▶ **What you have to do**: Update the material from the line containing "[Batch spec] Target class: dark" down to the line containing "204, 179, 233]]", replacing "lilac flower" with "lavender blossom" and leaving everything else unchanged.

Data records:
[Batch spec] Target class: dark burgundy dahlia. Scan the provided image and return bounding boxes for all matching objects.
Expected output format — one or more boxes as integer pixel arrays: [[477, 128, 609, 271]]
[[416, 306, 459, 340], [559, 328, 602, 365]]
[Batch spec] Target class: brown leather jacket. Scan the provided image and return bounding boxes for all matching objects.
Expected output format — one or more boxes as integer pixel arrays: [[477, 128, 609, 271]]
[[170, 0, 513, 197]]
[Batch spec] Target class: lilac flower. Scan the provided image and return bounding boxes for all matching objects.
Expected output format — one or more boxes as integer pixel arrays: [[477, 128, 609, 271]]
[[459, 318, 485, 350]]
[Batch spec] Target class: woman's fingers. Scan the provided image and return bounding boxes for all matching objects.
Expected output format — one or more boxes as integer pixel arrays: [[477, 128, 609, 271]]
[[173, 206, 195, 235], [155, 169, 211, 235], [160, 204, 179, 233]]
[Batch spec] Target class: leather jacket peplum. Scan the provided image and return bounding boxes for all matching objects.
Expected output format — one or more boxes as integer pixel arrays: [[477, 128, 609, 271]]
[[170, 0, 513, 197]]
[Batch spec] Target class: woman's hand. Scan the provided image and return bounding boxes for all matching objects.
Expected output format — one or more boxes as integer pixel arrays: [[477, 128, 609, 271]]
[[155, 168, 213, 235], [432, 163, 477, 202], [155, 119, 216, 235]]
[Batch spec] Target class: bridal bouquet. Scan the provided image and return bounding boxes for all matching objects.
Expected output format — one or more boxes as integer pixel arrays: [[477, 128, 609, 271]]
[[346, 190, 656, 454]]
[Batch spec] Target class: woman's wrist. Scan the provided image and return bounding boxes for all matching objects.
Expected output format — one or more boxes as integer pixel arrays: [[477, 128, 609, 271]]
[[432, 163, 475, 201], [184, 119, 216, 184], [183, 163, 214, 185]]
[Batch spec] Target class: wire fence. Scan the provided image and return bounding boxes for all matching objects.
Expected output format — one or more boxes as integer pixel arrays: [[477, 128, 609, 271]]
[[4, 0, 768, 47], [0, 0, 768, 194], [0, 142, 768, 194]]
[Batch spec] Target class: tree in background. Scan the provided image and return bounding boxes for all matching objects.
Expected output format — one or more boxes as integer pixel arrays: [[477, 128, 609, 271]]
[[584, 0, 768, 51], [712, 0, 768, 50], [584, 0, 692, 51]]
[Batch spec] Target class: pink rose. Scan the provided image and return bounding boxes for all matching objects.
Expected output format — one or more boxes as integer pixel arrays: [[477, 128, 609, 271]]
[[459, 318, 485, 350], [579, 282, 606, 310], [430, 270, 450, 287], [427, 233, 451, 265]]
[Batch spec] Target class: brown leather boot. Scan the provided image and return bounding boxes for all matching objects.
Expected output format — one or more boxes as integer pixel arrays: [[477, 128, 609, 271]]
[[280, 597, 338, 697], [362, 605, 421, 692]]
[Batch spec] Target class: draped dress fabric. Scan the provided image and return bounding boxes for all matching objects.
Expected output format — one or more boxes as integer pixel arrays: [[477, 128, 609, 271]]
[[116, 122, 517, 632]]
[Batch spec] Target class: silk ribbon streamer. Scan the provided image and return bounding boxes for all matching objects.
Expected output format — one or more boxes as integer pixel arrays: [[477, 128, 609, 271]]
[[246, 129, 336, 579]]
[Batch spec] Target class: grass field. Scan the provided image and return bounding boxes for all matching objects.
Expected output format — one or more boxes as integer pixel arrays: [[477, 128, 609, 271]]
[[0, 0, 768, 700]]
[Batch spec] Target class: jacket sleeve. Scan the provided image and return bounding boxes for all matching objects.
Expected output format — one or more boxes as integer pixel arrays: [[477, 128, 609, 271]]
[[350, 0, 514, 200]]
...
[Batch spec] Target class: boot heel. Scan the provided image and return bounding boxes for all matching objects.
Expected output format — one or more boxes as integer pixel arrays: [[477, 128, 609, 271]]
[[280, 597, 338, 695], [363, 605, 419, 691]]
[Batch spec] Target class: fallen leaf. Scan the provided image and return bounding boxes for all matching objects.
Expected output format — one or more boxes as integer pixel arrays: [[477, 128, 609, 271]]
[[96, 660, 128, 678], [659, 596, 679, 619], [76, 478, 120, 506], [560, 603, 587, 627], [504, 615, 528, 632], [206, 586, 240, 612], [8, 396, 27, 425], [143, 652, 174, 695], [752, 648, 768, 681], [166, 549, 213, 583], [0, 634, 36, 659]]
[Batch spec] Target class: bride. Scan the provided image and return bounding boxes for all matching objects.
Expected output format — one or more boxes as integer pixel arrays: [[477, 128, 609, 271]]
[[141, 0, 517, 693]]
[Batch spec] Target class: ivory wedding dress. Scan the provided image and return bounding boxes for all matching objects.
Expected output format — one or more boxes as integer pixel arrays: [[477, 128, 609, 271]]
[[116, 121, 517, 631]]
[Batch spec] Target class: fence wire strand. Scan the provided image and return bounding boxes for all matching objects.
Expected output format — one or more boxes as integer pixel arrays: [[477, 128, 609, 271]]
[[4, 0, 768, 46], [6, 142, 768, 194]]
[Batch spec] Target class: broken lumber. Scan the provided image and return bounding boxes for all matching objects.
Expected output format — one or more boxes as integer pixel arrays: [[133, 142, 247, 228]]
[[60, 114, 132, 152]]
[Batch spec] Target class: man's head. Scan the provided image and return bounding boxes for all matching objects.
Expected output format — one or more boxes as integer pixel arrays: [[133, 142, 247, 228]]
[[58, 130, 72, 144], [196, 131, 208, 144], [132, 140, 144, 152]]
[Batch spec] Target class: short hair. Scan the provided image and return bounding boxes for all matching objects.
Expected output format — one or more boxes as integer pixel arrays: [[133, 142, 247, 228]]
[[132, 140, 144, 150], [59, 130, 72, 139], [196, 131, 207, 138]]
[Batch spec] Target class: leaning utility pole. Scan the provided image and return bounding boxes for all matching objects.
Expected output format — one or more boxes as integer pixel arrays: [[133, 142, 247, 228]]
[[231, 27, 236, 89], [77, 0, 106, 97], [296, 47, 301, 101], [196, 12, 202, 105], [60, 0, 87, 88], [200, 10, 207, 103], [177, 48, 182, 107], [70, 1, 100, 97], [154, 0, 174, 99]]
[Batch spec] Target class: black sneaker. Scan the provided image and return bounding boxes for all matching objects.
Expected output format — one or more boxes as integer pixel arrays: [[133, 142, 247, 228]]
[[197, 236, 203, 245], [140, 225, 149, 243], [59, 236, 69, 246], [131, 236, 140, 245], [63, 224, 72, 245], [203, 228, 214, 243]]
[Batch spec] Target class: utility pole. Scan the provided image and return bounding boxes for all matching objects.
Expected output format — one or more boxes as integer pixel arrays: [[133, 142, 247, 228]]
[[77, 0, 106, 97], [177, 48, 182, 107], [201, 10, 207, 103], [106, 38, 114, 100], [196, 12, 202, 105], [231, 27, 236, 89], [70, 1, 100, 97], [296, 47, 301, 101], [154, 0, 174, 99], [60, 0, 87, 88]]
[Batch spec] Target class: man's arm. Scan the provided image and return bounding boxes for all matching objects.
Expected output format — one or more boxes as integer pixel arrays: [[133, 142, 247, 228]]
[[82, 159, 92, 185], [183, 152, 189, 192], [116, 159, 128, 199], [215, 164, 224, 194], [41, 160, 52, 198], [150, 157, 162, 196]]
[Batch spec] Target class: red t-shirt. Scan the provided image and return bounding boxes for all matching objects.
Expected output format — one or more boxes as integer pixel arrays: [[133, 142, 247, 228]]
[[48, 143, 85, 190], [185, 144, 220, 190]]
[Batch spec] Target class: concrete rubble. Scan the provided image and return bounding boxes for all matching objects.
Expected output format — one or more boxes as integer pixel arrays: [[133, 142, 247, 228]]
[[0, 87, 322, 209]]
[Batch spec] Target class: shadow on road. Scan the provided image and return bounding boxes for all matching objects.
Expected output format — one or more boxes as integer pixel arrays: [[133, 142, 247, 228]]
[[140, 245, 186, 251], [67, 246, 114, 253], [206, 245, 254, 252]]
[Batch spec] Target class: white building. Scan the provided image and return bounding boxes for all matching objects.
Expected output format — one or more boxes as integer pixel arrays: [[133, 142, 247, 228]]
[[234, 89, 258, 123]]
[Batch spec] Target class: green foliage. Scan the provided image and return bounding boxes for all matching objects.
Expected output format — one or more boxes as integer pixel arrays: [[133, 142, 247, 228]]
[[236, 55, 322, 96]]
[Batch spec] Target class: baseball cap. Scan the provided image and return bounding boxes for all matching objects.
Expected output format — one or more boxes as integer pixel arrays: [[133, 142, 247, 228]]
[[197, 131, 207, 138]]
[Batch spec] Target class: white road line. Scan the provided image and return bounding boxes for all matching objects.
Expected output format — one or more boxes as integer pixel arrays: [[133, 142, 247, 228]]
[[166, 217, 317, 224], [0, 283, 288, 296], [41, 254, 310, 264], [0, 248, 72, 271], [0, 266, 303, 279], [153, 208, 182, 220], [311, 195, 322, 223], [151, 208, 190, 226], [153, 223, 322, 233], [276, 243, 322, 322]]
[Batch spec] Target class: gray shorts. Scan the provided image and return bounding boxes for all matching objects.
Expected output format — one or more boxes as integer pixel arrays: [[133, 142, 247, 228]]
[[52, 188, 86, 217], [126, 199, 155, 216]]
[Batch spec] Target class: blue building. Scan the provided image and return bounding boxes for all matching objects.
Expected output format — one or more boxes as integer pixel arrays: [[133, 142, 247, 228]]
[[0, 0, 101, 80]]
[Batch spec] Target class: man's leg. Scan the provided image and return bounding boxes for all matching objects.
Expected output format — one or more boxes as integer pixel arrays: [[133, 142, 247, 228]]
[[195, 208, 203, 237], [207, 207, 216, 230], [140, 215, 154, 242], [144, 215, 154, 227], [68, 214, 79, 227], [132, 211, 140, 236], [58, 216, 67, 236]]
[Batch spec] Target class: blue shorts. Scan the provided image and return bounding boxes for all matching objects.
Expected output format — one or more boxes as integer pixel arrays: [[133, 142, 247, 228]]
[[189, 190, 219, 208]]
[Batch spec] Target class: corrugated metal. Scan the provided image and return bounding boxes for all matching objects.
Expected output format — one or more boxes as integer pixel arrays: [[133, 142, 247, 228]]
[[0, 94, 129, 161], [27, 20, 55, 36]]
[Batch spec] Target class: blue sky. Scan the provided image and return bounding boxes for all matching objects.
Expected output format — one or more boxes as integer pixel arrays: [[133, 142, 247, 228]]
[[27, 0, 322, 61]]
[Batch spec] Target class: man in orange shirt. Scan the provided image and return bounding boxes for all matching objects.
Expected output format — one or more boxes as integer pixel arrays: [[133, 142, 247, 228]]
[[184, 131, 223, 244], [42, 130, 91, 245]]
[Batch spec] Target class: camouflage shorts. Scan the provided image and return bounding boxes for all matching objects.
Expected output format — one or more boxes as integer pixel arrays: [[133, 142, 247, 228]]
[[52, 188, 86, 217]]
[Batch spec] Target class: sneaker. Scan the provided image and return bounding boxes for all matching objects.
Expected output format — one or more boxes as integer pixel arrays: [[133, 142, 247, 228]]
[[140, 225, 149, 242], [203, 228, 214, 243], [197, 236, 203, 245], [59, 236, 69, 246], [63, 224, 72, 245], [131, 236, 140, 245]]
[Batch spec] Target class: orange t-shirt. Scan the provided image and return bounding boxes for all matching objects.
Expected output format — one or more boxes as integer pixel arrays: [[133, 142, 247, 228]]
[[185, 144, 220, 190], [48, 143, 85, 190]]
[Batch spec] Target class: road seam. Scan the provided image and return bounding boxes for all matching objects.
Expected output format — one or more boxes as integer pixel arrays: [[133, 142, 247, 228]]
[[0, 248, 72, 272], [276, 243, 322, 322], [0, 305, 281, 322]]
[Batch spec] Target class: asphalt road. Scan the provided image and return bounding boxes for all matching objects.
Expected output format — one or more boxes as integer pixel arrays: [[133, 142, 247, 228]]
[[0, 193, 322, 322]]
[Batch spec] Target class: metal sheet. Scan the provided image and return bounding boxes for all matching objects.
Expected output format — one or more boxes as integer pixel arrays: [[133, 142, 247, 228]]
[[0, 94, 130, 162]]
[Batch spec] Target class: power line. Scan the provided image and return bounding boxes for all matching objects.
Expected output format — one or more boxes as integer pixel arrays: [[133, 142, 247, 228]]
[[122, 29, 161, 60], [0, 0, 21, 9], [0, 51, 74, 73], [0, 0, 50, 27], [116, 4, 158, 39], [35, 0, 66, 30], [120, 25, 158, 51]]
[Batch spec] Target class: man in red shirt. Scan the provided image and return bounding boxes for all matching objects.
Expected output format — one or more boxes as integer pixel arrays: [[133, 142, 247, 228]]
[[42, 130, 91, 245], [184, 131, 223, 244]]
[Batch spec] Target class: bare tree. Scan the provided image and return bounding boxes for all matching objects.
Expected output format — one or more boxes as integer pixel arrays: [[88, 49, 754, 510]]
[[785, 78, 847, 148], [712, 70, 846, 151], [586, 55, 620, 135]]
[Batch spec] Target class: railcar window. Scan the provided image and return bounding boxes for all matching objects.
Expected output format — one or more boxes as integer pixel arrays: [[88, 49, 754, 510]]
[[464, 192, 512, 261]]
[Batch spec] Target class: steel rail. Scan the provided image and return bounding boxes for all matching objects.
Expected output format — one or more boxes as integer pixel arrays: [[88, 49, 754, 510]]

▶ **Result for this task**:
[Batch spec] Target class: dark burgundy dahlia. Scan the provided image and return bounding boxes for all matching objects.
Expected output format — one or more boxes as integer pixel arrays: [[477, 128, 609, 271]]
[[416, 306, 459, 340], [559, 328, 602, 365]]
[Batch spec] Target class: brown leather jacket. Scan the provided image and return bounding boxes for all matching objects.
Expected output format — one or more boxes as integer pixel arrays: [[477, 128, 609, 271]]
[[170, 0, 513, 197]]
[Batch spec] Target class: lavender blossom. Scan the provided image and return bounding boxes for all matching objects.
Expected output format — one or more boxes as integer pixel arrays: [[477, 128, 609, 271]]
[[459, 318, 485, 350]]
[Batch spec] Target class: woman's fingers. Scan the provided image and return bounding boxes for all matching objects.
Expected output format — one or more boxes as integer pixel arrays: [[477, 128, 609, 271]]
[[173, 206, 195, 235], [155, 169, 211, 235], [160, 204, 179, 233]]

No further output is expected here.